== ENTRIES PROVIDED ==
* BEGIN *
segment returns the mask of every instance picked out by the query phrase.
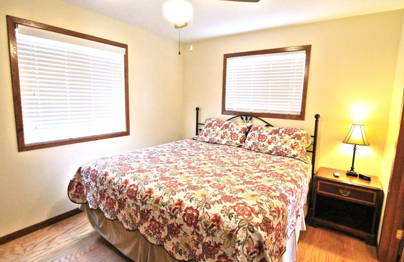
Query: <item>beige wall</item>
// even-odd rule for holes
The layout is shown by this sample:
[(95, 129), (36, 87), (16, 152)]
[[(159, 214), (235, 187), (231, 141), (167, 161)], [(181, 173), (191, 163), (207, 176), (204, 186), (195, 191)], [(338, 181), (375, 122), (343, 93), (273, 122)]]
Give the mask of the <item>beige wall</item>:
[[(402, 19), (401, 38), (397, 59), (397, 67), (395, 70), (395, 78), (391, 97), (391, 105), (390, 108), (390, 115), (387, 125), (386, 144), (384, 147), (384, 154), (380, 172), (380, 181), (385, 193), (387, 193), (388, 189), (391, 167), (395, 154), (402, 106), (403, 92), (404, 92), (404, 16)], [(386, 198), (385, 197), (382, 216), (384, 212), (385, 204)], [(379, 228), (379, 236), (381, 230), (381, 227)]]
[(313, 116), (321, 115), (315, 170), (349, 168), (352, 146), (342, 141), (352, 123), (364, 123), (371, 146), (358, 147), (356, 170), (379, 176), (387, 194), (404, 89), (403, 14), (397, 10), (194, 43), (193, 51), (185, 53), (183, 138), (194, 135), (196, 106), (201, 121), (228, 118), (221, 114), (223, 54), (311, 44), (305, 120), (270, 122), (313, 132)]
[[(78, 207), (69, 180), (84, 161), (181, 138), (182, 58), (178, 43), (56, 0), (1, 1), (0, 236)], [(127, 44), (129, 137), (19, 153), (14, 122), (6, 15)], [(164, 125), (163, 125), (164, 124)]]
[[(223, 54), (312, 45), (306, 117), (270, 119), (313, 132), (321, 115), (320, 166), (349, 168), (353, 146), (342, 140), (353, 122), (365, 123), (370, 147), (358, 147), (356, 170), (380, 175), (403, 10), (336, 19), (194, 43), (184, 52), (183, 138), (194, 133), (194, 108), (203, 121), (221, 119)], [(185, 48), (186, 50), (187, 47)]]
* END *
* BEGIN *
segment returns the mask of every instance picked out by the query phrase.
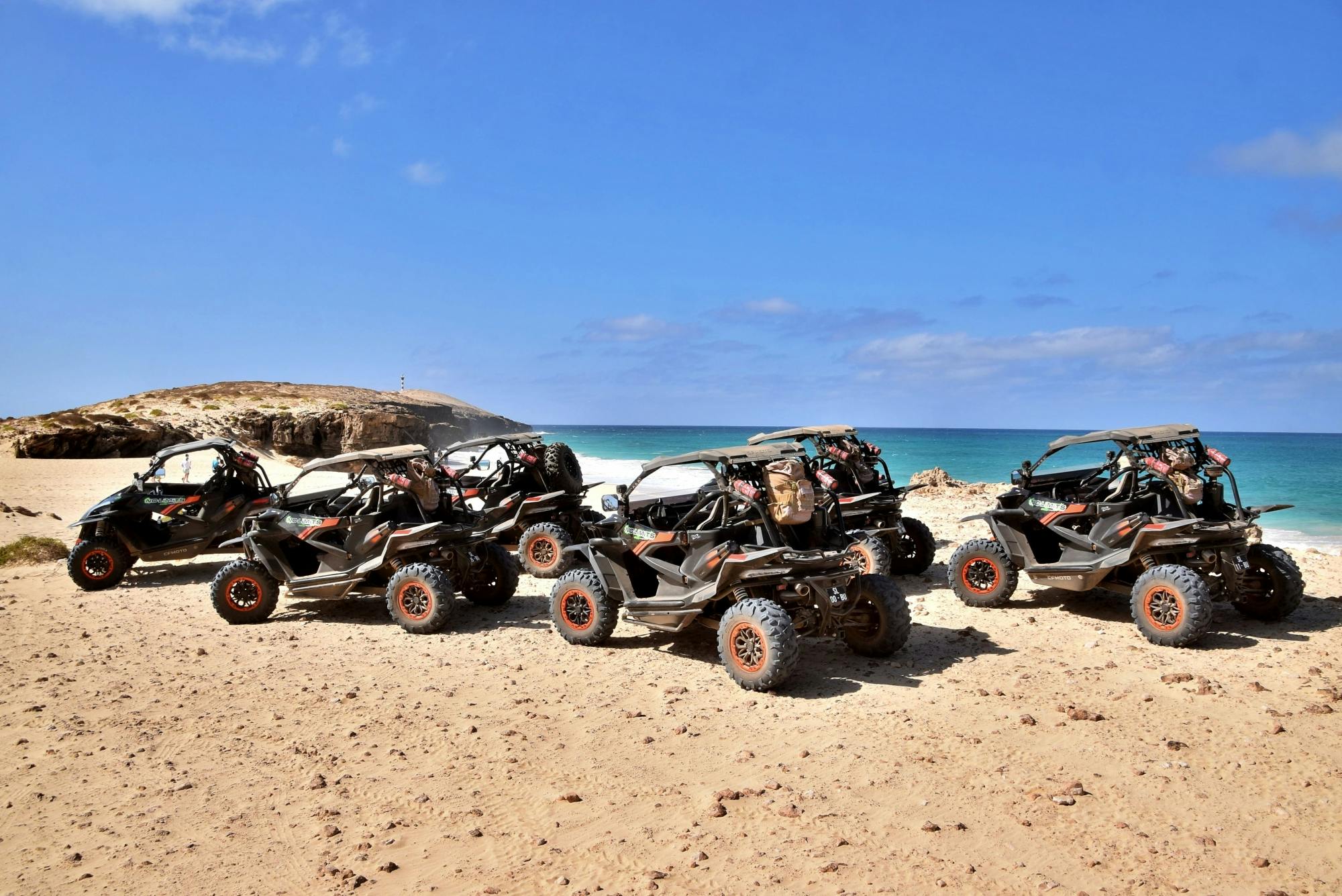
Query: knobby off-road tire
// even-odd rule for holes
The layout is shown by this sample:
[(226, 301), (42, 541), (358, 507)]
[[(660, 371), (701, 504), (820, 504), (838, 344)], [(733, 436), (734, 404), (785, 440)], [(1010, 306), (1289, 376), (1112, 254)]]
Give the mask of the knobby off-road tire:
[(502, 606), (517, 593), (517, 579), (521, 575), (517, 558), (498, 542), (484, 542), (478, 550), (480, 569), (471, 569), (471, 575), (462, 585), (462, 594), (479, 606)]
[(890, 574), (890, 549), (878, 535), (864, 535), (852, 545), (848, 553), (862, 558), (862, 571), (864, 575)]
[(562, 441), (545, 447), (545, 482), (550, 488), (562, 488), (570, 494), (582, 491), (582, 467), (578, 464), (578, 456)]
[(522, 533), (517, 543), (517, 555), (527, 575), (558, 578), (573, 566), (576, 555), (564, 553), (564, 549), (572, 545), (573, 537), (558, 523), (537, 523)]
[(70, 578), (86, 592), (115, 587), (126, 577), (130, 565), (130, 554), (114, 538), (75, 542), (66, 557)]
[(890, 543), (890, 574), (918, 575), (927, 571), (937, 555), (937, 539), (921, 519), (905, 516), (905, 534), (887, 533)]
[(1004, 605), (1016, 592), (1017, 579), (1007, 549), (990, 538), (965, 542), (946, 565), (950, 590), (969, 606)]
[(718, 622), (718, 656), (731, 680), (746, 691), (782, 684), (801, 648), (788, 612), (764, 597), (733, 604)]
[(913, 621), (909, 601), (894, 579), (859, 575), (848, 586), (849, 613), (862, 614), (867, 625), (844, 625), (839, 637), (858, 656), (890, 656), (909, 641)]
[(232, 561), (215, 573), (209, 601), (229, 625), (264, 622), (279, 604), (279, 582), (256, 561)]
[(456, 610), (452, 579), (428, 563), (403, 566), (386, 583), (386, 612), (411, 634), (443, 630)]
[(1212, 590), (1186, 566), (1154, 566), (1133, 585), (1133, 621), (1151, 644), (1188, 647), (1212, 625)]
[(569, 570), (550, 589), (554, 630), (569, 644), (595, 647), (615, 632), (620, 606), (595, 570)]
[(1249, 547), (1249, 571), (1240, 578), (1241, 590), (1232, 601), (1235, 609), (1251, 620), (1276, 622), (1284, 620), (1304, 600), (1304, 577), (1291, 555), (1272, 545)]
* END *
== SET PROBLEM ==
Find every line in the entries above that contains the string "item", and copy each of those lines in full.

== THE COMPLETED TASK ==
Query: <item>beige wall</item>
Give the mask of the <item>beige wall</item>:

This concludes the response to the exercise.